### Quoted passage:
With one hand, he giveth a few dollars to the people, and with the other hand, he showers huge corporations with a tax gift that is astounding in its...audacity? That's how I suggest you can look at the president's executive order to pay more workers overtime (a good thing) versus his budget proposal to...pay attention now..CUT corporate tax rates.
While the executive order dealing with overtime will certainly cost businesses more money (and is a good thing), and the business lobby will rant and rave about that requirement, the truth is the balance sheets of corporations will look quite nice and black when flush with the additional...legal robbery of the people, aided and abetted by the president and presumably the Congress.
A big part of this sham is driven by the madness of buying the idiotic, immoral idea (but, seriously, stop sugar-coating it--tell them how you really feel) of "revenue neutrality". Basically, under this version of insanity, any revenue that comes from closing tax loopholes (really bad ones that, for example, allow corporations, in a variety of ways, to essentially shift profits overseas and avoid taxes here), has to be balanced with...tax cuts.

### Supplied information:
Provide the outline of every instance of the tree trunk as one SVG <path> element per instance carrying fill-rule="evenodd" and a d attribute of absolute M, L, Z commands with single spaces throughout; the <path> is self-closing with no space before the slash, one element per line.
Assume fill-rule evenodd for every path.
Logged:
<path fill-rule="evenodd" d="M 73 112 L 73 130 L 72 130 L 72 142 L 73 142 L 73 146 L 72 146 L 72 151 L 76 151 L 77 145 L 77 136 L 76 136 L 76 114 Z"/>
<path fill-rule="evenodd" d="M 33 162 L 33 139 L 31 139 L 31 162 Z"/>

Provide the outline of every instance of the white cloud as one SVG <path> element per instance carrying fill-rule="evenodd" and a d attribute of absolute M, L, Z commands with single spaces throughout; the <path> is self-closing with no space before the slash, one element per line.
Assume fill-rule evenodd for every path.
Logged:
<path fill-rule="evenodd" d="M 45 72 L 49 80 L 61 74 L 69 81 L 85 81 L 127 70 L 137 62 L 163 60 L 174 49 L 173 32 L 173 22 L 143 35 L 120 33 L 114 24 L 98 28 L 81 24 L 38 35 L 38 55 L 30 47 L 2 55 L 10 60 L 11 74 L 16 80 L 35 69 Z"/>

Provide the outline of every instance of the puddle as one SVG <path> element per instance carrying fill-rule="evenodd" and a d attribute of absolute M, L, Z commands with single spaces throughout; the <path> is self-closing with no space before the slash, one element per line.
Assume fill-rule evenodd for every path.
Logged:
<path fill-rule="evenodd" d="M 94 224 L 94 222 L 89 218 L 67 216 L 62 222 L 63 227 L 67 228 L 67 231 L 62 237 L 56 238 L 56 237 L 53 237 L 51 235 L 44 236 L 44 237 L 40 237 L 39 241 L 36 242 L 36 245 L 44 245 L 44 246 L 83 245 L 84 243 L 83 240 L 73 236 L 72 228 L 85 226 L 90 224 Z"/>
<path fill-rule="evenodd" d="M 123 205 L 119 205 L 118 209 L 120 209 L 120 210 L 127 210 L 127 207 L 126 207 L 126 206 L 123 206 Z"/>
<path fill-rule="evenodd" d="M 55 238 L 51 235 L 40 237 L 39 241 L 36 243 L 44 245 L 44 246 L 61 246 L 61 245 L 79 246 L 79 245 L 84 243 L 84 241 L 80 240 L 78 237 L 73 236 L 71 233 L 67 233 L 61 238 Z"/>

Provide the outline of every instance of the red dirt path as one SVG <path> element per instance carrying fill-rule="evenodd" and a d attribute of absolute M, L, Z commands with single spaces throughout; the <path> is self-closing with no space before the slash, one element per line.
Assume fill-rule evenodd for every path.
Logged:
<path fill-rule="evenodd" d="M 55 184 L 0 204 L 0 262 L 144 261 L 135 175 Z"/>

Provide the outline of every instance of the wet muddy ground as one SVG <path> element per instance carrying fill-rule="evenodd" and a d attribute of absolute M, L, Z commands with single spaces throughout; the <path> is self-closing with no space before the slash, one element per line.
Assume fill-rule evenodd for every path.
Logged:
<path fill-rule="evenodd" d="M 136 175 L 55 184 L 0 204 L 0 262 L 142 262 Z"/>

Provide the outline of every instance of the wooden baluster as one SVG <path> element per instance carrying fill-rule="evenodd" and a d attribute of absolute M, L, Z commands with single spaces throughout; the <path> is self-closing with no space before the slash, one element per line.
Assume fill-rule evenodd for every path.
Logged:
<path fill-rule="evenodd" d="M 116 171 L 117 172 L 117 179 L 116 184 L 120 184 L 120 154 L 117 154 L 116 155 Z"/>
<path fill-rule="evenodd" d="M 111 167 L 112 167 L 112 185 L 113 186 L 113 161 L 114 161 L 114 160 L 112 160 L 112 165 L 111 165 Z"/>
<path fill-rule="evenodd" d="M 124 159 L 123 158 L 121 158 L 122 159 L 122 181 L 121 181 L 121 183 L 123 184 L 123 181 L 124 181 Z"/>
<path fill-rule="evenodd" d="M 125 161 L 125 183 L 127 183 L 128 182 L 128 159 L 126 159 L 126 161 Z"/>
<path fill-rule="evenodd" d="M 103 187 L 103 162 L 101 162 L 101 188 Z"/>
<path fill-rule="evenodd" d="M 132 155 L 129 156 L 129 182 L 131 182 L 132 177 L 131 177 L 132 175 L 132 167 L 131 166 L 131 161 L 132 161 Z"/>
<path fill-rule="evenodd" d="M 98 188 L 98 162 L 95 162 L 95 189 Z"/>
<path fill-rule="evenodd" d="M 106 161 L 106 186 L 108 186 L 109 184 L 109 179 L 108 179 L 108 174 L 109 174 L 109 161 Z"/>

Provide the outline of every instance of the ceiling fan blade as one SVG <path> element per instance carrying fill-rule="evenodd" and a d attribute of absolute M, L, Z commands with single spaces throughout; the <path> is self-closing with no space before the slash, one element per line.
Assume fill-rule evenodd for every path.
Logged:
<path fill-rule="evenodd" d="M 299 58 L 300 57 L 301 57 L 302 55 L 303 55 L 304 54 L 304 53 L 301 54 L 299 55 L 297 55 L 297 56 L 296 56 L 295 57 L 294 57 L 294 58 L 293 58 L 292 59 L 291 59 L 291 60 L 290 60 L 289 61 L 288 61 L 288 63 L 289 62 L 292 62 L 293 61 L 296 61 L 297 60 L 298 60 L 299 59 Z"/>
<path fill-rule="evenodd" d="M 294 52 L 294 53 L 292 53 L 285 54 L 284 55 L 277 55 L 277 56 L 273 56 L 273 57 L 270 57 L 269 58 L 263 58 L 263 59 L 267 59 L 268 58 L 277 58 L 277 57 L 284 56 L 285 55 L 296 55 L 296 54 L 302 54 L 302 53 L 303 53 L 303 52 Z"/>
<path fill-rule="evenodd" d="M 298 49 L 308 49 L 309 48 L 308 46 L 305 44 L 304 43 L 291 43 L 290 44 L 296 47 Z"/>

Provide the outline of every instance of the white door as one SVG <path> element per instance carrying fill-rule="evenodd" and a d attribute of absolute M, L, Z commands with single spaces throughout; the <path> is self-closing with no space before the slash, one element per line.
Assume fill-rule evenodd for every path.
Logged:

### Assignment A:
Summarize the opinion piece on corporate taxes in two sentences.
### Assignment B:
Answer these questions from the opinion piece on corporate taxes, one per line:
(i) What does the president's executive order deal with?
(ii) How does the piece say the business lobby will react to the overtime requirement?
(iii) Under "revenue neutrality," what must revenue from closing tax loopholes be balanced with?
The listing above comes from a source separate from the opinion piece on corporate taxes.

### Exercise solution A:
The opinion piece contrasts the president's executive order to pay more workers overtime, which it calls a good thing, with the president's budget proposal to cut corporate tax rates. It blames much of this on the idea of "revenue neutrality," under which any revenue from closing tax loopholes, such as those that let corporations shift profits overseas, must be balanced with tax cuts.

### Exercise solution B:
(i) Paying more workers overtime.
(ii) It will rant and rave about it.
(iii) Tax cuts.